--- START OF Given entries ---
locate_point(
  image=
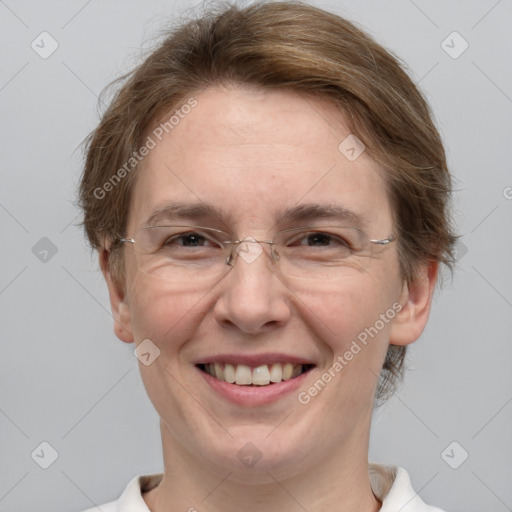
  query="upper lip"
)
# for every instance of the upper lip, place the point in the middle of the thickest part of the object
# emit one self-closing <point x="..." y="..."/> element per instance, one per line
<point x="254" y="360"/>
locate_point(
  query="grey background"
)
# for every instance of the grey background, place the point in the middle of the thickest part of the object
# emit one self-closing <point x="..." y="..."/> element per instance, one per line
<point x="65" y="378"/>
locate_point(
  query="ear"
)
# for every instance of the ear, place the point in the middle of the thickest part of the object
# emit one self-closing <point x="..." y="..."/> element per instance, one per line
<point x="416" y="299"/>
<point x="118" y="304"/>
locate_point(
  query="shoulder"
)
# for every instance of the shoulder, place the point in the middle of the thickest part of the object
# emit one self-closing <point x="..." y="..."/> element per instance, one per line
<point x="131" y="499"/>
<point x="392" y="485"/>
<point x="106" y="507"/>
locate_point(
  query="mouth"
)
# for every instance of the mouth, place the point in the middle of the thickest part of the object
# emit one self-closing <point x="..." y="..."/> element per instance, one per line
<point x="258" y="376"/>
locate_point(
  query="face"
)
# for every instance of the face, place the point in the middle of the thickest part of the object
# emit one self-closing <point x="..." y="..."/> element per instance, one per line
<point x="252" y="155"/>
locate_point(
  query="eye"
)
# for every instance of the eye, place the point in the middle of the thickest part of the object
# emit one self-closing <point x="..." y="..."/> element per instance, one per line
<point x="192" y="239"/>
<point x="321" y="239"/>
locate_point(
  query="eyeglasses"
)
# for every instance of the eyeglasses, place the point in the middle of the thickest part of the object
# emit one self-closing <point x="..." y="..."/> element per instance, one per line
<point x="190" y="254"/>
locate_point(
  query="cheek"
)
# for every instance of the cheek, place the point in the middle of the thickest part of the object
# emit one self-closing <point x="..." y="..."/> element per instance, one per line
<point x="164" y="315"/>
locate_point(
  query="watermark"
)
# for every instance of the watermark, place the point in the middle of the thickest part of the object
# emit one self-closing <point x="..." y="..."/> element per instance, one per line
<point x="249" y="455"/>
<point x="151" y="142"/>
<point x="44" y="45"/>
<point x="304" y="397"/>
<point x="351" y="147"/>
<point x="454" y="45"/>
<point x="44" y="455"/>
<point x="454" y="455"/>
<point x="146" y="352"/>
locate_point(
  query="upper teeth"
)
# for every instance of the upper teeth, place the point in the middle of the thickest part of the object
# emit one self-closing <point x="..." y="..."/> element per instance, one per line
<point x="260" y="376"/>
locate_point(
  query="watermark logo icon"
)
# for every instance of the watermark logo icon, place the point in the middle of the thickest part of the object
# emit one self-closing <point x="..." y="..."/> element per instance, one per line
<point x="44" y="455"/>
<point x="146" y="352"/>
<point x="44" y="45"/>
<point x="454" y="455"/>
<point x="249" y="455"/>
<point x="351" y="147"/>
<point x="460" y="250"/>
<point x="454" y="45"/>
<point x="44" y="250"/>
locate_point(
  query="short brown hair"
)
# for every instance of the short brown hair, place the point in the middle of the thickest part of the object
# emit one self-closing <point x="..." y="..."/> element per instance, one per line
<point x="294" y="46"/>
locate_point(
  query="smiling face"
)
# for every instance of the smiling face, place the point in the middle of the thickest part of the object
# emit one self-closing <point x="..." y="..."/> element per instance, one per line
<point x="252" y="155"/>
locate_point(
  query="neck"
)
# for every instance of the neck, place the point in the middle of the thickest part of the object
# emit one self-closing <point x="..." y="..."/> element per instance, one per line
<point x="339" y="482"/>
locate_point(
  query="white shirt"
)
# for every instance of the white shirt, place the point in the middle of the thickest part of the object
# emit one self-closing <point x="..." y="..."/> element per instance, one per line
<point x="390" y="484"/>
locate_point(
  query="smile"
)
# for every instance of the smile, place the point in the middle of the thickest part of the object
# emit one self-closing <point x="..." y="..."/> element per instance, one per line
<point x="262" y="375"/>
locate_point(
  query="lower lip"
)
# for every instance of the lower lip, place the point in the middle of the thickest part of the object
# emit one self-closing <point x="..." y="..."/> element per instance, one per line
<point x="253" y="395"/>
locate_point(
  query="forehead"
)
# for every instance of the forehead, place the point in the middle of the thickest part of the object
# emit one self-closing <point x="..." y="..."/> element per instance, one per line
<point x="253" y="154"/>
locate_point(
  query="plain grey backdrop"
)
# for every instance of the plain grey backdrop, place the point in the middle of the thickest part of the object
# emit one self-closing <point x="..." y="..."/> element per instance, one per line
<point x="65" y="379"/>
--- END OF Given entries ---
#### [What you have to do]
Transcribe the records above exactly, omitting every picture they contain.

#### [Exercise solution]
locate_point(
  image=
  query="upper lip"
)
# for every instance of the upper lip, place the point in the middle of the thickest part of the object
# emit one self-closing <point x="..." y="..."/> element per instance, one per line
<point x="254" y="360"/>
locate_point(
  query="grey background"
)
# for every instance of the grey background, place the point in the middle of the thickest part of the object
# emit one self-closing <point x="..." y="..."/> element per instance, one per line
<point x="65" y="378"/>
locate_point(
  query="ear"
)
# for every instance of the ear, place the point in the middle of the thickest part of the object
# emit one self-closing <point x="..." y="..."/> element per instance, one per line
<point x="416" y="299"/>
<point x="118" y="304"/>
locate_point(
  query="shoulder"
)
# for every instance of the shoulder, place the point in the middle of the thickest part of the object
# emit one self-closing <point x="..." y="..."/> element per instance, one per line
<point x="131" y="499"/>
<point x="392" y="485"/>
<point x="106" y="507"/>
locate_point(
  query="mouth"
)
# for every instance of the mouth, place the point in the middle of the thickest part of the object
# emit one self-closing <point x="..." y="..."/> element per instance, one per line
<point x="258" y="376"/>
locate_point(
  query="face"
)
# for every instance of the face, place the point in the middle of the thickest part of the object
# emit one self-closing <point x="..." y="..."/> element per instance, one per line
<point x="252" y="155"/>
locate_point(
  query="eye"
)
# for every instance of the eye, place the point in the middle of the thickest part of the object
# emit one self-closing <point x="..." y="..."/> element per instance, one per line
<point x="192" y="239"/>
<point x="321" y="239"/>
locate_point(
  query="eyeglasses"
)
# for every instance of the eyeglasses, place the point in the middle of the thickest part of the object
# emit one self-closing <point x="..." y="..."/> element per instance, one per line
<point x="190" y="254"/>
locate_point(
  query="cheek"
)
# for every instance of the cheek, place the point in the middle of the thickest part of the object
# emit one self-closing <point x="..." y="..."/> element per instance, one per line
<point x="164" y="315"/>
locate_point(
  query="watermark"
)
# for every instance of the watermark, place the point in the middle of the thickest part of the object
# emit one self-closing <point x="..." y="..."/> element per instance, one per line
<point x="249" y="455"/>
<point x="151" y="142"/>
<point x="44" y="45"/>
<point x="304" y="397"/>
<point x="351" y="147"/>
<point x="454" y="45"/>
<point x="44" y="455"/>
<point x="454" y="455"/>
<point x="146" y="352"/>
locate_point(
  query="upper teeth"
)
# for every instance of the upper teeth, place the point in the middle of the thickest part of the object
# emit one self-closing <point x="..." y="..."/> element per instance, one per line
<point x="260" y="376"/>
locate_point(
  query="watermark logo icon"
)
# for every instance of the watermark logo icon, place the point in the middle of the thickest part of the object
# emit one self-closing <point x="..." y="..."/> element per instance, one per line
<point x="44" y="455"/>
<point x="146" y="352"/>
<point x="44" y="45"/>
<point x="454" y="455"/>
<point x="249" y="455"/>
<point x="351" y="147"/>
<point x="460" y="250"/>
<point x="454" y="45"/>
<point x="44" y="250"/>
locate_point(
  query="short brown hair"
)
# for every instance of the short brown hair, place the point in the middle of the thickest part of the object
# emit one self-closing <point x="..." y="..."/> element per instance, one per line
<point x="294" y="46"/>
locate_point(
  query="smiling face"
)
# for every instance of the smiling face, place the point in the middle of the thickest part of the object
# emit one self-closing <point x="..." y="..."/> element per instance, one per line
<point x="252" y="155"/>
locate_point(
  query="neck"
)
# for every instance of the neck, place the point in the middle of the thickest part of the object
# emit one self-closing <point x="..." y="..."/> element per instance, one per line
<point x="339" y="482"/>
locate_point(
  query="white shirt"
)
# for every instance of the white shirt, place the point in the middle of the thickest part of the object
# emit one self-closing <point x="..." y="..."/> element per instance, one per line
<point x="390" y="484"/>
locate_point(
  query="smile"
)
# for every instance of the smile, place the point in the middle of the thickest part of the object
# emit one self-closing <point x="..." y="..."/> element per instance, one per line
<point x="262" y="375"/>
locate_point(
  query="lower lip"
)
# for every instance of the lower lip, place the point in the middle of the thickest part of the object
# emit one self-closing <point x="..." y="..."/> element per instance, one per line
<point x="253" y="395"/>
locate_point(
  query="forehead"
)
# for every instance of the forehead, place the point in the middle of the thickest part of the object
# emit one self-closing <point x="..." y="..."/> element per instance, one per line
<point x="253" y="154"/>
locate_point(
  query="plain grey backdrop"
)
# for every instance of the plain grey backdrop, place the point in the middle of the thickest part of the object
# emit one self-closing <point x="..." y="..."/> element per instance, one per line
<point x="65" y="379"/>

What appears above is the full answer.